## begin Entries provided
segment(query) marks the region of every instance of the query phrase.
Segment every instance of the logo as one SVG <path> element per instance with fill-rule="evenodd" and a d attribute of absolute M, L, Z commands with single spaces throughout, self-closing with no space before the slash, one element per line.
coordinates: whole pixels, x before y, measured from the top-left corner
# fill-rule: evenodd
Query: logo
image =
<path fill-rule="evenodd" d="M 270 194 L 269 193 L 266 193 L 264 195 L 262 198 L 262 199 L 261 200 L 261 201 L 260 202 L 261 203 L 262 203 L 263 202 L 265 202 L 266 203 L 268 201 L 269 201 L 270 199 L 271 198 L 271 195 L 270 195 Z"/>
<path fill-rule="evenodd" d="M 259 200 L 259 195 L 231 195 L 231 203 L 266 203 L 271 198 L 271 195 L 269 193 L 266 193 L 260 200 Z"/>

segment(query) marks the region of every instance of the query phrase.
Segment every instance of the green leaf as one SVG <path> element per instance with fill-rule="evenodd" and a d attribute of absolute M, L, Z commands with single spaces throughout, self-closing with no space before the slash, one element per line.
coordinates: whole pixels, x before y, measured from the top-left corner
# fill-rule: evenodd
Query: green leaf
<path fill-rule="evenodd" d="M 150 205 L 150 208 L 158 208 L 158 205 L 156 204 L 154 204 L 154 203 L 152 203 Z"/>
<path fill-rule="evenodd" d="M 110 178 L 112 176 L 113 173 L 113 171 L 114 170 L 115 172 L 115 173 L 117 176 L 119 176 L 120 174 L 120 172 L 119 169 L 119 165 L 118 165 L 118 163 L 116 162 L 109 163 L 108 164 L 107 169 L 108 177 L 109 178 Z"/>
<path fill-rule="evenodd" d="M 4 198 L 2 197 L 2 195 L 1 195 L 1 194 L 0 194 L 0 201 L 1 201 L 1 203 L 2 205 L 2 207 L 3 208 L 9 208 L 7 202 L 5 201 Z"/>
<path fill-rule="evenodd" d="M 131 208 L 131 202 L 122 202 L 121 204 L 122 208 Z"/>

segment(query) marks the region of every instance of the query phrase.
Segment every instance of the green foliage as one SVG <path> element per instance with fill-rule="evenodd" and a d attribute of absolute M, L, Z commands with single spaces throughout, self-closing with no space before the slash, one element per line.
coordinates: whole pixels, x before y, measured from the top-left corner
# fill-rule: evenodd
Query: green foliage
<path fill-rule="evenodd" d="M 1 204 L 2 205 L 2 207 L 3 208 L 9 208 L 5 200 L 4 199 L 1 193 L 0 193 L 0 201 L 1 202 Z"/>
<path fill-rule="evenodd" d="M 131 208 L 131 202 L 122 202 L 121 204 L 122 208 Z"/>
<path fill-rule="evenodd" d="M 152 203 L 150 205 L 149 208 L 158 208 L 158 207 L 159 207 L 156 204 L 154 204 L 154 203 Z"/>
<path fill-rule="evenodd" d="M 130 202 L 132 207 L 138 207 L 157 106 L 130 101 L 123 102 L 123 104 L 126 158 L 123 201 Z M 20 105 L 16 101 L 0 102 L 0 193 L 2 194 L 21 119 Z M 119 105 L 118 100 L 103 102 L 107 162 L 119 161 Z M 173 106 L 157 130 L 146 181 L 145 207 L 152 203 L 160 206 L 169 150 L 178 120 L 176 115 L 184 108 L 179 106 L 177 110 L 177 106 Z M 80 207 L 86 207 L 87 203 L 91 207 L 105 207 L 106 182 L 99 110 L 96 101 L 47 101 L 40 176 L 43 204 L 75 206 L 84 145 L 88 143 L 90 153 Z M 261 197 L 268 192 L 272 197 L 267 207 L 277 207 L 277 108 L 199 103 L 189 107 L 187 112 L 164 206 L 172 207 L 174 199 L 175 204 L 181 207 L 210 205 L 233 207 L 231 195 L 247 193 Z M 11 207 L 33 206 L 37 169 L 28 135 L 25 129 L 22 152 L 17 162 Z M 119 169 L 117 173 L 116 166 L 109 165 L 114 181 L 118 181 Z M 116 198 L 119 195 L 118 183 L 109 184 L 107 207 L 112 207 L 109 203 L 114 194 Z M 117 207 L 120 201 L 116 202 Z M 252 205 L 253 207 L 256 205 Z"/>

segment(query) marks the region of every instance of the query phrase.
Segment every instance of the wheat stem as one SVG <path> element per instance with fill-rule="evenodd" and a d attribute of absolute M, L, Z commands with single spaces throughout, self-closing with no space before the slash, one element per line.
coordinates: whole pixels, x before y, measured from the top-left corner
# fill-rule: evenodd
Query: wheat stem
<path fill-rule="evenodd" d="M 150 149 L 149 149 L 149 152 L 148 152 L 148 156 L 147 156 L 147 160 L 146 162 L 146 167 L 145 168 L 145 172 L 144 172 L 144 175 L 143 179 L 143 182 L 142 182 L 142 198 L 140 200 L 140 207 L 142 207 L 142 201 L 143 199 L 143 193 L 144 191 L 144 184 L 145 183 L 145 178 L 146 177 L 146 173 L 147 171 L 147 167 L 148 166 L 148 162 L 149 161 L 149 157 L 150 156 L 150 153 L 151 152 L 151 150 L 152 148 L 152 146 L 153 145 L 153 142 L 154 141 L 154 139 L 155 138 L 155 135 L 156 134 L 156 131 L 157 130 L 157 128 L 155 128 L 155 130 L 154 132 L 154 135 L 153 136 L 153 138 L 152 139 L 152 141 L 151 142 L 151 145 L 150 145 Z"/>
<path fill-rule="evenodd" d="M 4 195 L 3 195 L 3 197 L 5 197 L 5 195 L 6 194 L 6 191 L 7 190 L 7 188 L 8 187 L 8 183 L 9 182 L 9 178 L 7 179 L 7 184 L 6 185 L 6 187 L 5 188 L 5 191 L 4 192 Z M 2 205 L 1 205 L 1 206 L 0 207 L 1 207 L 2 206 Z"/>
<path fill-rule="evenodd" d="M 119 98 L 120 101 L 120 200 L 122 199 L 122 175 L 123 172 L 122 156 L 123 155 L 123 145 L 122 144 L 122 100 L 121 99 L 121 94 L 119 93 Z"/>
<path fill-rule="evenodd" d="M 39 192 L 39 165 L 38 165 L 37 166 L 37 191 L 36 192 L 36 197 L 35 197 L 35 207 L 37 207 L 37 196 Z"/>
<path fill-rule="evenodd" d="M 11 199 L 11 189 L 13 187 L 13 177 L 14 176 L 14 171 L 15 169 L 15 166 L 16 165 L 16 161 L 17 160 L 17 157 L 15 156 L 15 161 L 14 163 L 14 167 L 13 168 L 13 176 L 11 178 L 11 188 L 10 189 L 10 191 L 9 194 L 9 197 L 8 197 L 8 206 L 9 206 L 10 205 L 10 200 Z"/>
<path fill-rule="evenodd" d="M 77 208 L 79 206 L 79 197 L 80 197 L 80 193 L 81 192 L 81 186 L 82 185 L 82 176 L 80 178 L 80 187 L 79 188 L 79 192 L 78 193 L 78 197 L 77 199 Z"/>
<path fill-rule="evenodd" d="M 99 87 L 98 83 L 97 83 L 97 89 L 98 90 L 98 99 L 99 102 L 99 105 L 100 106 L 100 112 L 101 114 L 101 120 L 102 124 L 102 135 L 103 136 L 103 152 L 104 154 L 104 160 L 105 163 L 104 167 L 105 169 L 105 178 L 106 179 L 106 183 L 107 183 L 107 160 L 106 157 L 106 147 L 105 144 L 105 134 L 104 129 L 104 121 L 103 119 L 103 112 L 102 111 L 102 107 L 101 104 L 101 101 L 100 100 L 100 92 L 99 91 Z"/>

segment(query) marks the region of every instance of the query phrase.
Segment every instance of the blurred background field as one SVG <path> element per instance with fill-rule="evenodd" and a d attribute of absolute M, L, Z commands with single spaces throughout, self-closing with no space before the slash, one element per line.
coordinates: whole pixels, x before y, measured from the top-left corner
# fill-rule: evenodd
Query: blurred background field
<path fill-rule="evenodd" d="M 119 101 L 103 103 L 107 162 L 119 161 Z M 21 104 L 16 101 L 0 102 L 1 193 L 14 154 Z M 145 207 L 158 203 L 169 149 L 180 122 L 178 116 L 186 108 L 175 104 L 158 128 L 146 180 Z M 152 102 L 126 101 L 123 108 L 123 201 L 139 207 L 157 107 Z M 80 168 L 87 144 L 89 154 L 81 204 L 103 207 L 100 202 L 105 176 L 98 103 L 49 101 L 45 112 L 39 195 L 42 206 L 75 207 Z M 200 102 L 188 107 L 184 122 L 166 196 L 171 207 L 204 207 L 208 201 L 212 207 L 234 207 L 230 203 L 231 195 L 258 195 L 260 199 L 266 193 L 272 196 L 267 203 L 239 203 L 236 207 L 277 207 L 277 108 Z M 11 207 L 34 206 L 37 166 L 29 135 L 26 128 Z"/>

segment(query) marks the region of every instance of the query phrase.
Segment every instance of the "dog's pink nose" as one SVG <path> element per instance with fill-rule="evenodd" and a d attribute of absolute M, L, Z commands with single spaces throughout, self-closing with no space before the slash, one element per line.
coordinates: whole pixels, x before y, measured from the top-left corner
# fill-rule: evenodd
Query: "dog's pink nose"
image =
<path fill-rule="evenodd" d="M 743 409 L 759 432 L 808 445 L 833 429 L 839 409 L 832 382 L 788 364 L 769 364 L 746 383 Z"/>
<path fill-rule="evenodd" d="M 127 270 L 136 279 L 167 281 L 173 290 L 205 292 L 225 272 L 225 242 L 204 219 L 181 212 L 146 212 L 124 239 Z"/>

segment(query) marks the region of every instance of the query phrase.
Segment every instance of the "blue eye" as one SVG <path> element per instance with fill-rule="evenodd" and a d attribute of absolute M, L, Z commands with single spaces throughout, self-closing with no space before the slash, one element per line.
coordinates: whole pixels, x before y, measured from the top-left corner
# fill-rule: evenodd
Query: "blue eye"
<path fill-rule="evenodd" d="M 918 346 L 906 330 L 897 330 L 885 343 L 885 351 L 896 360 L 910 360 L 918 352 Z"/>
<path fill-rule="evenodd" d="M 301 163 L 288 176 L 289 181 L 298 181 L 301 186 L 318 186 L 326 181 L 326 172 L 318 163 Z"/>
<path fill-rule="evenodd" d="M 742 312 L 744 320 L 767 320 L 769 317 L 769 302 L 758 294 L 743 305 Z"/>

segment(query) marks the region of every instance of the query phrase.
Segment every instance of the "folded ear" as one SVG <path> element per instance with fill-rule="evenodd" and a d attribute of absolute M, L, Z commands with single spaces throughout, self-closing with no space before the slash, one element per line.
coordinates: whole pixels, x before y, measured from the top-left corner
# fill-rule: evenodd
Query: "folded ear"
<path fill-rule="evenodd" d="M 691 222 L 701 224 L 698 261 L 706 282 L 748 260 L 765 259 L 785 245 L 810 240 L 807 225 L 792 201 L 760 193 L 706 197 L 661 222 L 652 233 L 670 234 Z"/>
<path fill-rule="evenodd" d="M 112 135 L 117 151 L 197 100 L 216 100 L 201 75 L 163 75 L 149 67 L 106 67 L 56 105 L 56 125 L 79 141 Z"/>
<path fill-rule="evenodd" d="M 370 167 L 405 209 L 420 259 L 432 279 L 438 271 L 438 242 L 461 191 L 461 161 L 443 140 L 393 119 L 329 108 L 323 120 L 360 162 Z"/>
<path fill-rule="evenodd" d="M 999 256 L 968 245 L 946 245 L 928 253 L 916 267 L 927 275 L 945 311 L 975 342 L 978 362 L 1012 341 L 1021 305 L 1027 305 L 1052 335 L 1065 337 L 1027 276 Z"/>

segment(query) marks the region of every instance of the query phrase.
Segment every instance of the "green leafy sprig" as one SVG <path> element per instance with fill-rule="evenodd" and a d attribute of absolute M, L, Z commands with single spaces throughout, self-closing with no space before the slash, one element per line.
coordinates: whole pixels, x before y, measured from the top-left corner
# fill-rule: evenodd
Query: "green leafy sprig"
## end Entries provided
> _Problem statement_
Rewrite the listing from its first line through the line that has "259 200 L 259", changing "top-left corner" to "upper-left corner" and leaving everything else the same.

> _Response_
segment(query) marks the region of every instance of the query phrase.
Segment every instance of the logo as one SVG <path> element per instance with fill-rule="evenodd" and a d attribute of absolute M, L, Z commands with single spaces throughout, self-closing with no space before the slash, one element per line.
coordinates: whole pixels, x before y, measured from the upper-left corner
# fill-rule: evenodd
Query: logo
image =
<path fill-rule="evenodd" d="M 270 194 L 269 193 L 266 193 L 264 195 L 262 198 L 262 199 L 261 200 L 261 201 L 260 202 L 261 203 L 262 203 L 263 202 L 265 202 L 266 203 L 268 201 L 269 201 L 270 199 L 271 198 L 271 195 L 270 195 Z"/>
<path fill-rule="evenodd" d="M 259 200 L 259 195 L 231 195 L 231 203 L 266 203 L 271 198 L 271 195 L 269 193 L 266 193 L 260 200 Z"/>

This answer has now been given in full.